(Data entries)
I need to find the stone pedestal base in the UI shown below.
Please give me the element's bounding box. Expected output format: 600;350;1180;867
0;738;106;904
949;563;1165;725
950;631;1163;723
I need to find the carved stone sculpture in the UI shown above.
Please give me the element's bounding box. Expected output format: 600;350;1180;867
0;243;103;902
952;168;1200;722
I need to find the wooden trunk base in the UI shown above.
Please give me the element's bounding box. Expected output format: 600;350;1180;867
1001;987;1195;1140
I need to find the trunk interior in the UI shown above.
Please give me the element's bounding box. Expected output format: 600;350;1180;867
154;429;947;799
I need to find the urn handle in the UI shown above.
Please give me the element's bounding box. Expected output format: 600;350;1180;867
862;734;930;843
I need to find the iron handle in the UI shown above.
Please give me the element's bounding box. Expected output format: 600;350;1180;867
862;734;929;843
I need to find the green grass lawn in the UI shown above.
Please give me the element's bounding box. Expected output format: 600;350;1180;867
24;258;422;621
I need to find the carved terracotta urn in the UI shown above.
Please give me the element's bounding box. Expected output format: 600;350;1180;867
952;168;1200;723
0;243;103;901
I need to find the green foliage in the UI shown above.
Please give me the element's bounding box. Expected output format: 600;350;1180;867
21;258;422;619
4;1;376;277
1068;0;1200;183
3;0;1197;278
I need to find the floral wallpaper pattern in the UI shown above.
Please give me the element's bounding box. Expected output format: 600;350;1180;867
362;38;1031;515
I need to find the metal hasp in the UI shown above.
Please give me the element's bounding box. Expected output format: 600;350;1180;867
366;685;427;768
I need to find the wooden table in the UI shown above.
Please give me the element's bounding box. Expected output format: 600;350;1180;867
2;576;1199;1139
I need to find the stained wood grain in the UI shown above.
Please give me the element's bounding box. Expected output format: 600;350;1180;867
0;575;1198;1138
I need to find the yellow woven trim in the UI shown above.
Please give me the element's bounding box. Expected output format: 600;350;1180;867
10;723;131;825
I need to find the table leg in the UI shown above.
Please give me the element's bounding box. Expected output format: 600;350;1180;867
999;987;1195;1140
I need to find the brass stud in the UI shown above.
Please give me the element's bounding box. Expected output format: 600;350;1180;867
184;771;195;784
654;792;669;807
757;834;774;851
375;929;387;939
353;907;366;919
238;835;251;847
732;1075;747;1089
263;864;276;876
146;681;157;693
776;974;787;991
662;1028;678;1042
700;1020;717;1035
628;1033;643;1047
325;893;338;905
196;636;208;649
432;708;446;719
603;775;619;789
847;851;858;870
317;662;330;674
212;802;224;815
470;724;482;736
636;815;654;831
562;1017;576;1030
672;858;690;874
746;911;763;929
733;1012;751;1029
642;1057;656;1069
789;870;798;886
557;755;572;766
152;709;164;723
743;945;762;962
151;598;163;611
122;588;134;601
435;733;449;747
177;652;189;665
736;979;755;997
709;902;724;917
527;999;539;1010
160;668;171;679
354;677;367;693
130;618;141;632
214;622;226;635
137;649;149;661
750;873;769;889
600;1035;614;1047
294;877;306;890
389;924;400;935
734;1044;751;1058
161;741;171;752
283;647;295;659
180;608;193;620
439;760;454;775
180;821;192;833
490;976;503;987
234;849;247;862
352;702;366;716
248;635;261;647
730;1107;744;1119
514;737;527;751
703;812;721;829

**Task to carry out**
Using the data above, return each line exactly as written.

**Task output**
I need to find the stone pedestal base in the UI shown below.
Please give me the element's bounding box. Expected output format: 600;350;1180;867
0;738;106;904
949;563;1165;725
950;631;1163;723
I need to find the carved stone sculpture in the UI shown above.
Please give me the element's bounding box. Expected output format: 600;350;1180;867
0;243;103;902
952;168;1200;722
I need to find the wooden trunk base in the UI shown above.
Please give me the element's bounding box. Expected output format: 600;350;1180;867
1001;987;1195;1140
I need to find the trunk interior in the UI shown above.
Please give me the element's bounding box. Expected output format: 600;350;1180;867
154;429;947;799
I need to find the urn handle in the UI shown above.
Please give me the element's bounding box. Expected output format: 600;350;1180;867
862;734;930;843
I need to find the iron handle in the UI shown above.
Please give me the element's bounding box. Expected output format: 600;350;1180;867
862;734;929;843
I need to find the green grass lawn in the UI shown above.
Please give me the element's bounding box. Expected output format: 600;350;1180;867
24;258;422;621
I need to find the carved terracotta urn in the UI shown above.
Please give me the element's bounding box. Expected output format: 600;350;1180;867
952;168;1200;723
0;243;103;901
I need to find the green foliage in the UI shown above.
Please give me the element's bounding box. Expected output format: 600;350;1180;867
21;258;422;619
4;1;376;277
1068;0;1200;183
3;0;1197;278
I need to find the floral wallpaper pattern in the UI shown above.
Please give me the element's bounding box. Expected output format: 600;350;1180;867
362;38;1031;515
I need to find the metal hasp in the UI shown above.
Please give me the element's bounding box. Expected output format: 600;350;1180;867
366;685;427;768
I need to find the wooden table in the UI shown above.
Please give me the element's bounding box. Expected output format: 600;350;1180;867
2;576;1199;1139
I need to find the stained wood grain in the UI shown above.
Please give me the element's bounding box. Expected output format: 600;350;1180;867
0;575;1198;1138
I need to find the yellow woven trim in the UI shown above.
Please give me the element's bounding box. Expected output format: 600;350;1180;867
10;723;131;825
I need to find the table leg in the UI shown above.
Please give me the element's bounding box. Expected output format: 600;350;1180;867
999;987;1195;1140
I need to find the brass stud in the UI shown above.
Please give me the element's bounding box. Expected output format: 600;350;1180;867
184;771;195;784
654;792;669;807
757;834;774;851
375;929;387;939
353;907;366;919
238;835;251;847
732;1075;747;1089
263;864;276;876
146;681;157;693
776;974;787;991
662;1028;678;1042
700;1020;717;1035
628;1033;643;1047
325;893;338;905
196;636;208;649
432;708;446;719
603;775;619;789
847;851;858;870
317;662;330;674
212;802;224;815
470;724;482;736
636;815;654;831
562;1017;576;1030
672;858;690;874
746;911;763;929
733;1012;751;1029
642;1057;656;1069
789;870;798;886
557;755;572;766
152;709;164;723
743;945;762;962
151;598;163;611
122;588;134;601
435;733;449;747
177;652;189;665
736;979;755;997
709;902;724;917
527;999;539;1010
160;668;171;679
354;677;367;693
130;618;141;632
214;622;226;635
137;649;149;661
750;873;769;889
600;1035;614;1047
294;877;306;890
389;924;400;935
734;1044;751;1058
161;741;171;752
283;647;295;659
180;608;193;620
439;760;454;775
180;821;192;833
490;976;503;987
234;849;247;862
352;702;366;716
248;635;261;647
730;1107;744;1119
514;737;527;751
703;812;721;829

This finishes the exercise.